##### EXCERPTED PASSAGE

I don’t know if this is something that is on your radar or not, but today is the winter solstice–the shortest day of the year.  Today we will see less hours of daylight than at any other time (at least in the northern hemisphere) until next winter.  I have always been fascinated by the solstices–both summer and winter.  They feel like a concrete reminder that we are part of a bigger world, a world that can affect us whether we like it or not.  And this year, with news about hate crimes, terrorism, and global challenges, many of us feel very affected by the bigger world.

I have a special affection for the winter solstice.  I know that may seem a bit odd.  After all, it’s cold and dark.  And if you’re in the Midwest, the cold and dark can often be accompanied by the worst of all weather phenomena: freezing rain.  It’s in that pre-holiday stretch, where you can’t help being affected by stores that are picked over, traffic patterns that are out of wack, and busy schedules–no matter what traditions you celebrate (or dread).  There is less light than any other day of the year.  All in all, there appears to very little to recommend the winter solstice as anything other than a day to be endured.

##########

■ **TASK INSTRUCTIONS**:
#1 In the winter solstice passage, what is described as the worst of all weather phenomena?
#2 Pick up the winter solstice passage after its last sentence and keep writing in the same voice.
The rows that follow have no connection to the winter solstice passage.

##### EXTRACTED INFORMATION

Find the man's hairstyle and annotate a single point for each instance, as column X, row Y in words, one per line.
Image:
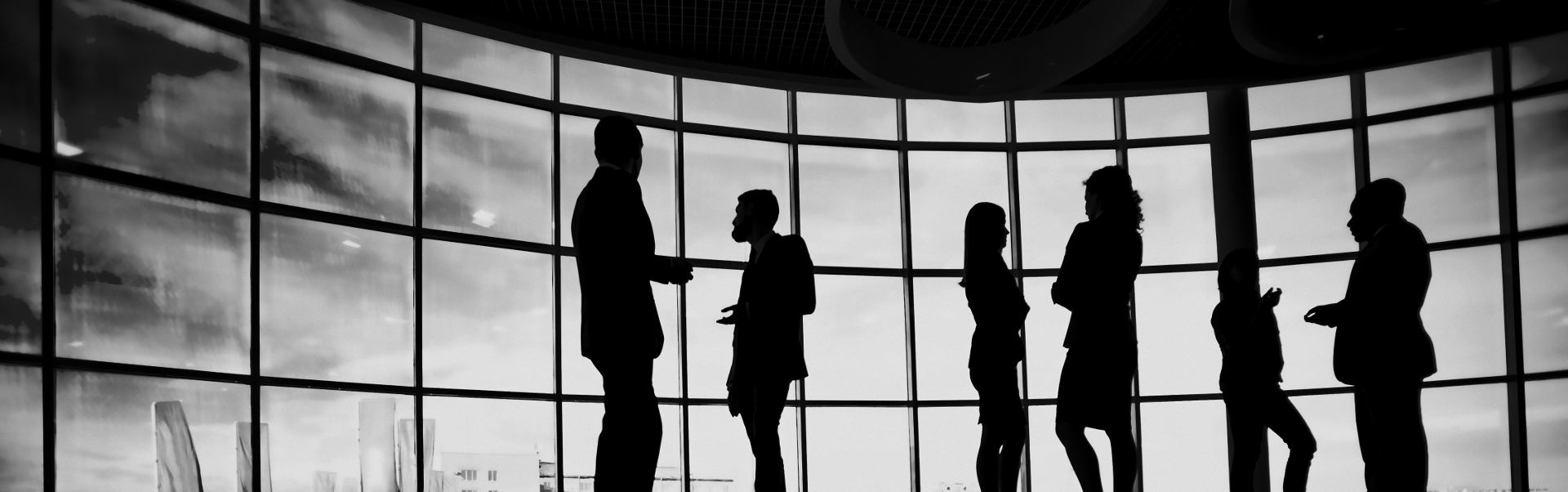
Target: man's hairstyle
column 615, row 140
column 763, row 204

##########

■ **ANSWER LIST**:
#1 Freezing rain.

#2
There are two things that make me like the winter solstice:

We All Spend Time in the Dark

No one gets through life without time in the dark, both literally and figuratively.  Darkness, whether it’s from emotional pain, physical pain, or spiritual pain–is a part of the human experience.  And yet, I sometimes feel like we live in a culture that’s focused on artificial light.  We don’t make a lot of room for pain.  We’re uncomfortable and uncertain about how to talk to folks with disabilities or serious illnesses.  We often expect people to “get over” grief–because we’re not sure what to do with their sadness and loss.  When people ask how we’re doing, the rote answer is “okay.”  Not because it’s true, but because we don’t trust one another to hear the truth.  Or we don’t have the energy to speak the truth.  Or we don’t want to be the “downer who speaks the truth. No matter the reason, we take our pain and darkness and hide it away from one another.

What I appreciate about the winter solstice is the reminder that the darkness affects us all.  I see it as a great conversation starter.  Older cultures used to observe this shortest day together.  They would gather and share the experience of darkness.  I don’t think that it’s coincidental that those cultures also made more space for emotional darkness, with rituals like formal mourning.  In today’s culture, acknowledgement of darkness is sometimes dismissed as complaining.  That dismissal isolates us and creates shame around genuine human experience. We can all benefit from the reminder that the darkness is a shared experience.

The Dark Diminishes

The second thing that I like about winter solstice is that it’s a turning point.  Yes, it’s the shortest day of the year, but it also marks the moment when the light begins to return.  The day after winter solstice is a tiny bit longer.  And the next is even more light-filled.  This is a powerful symbol of hope and renewal.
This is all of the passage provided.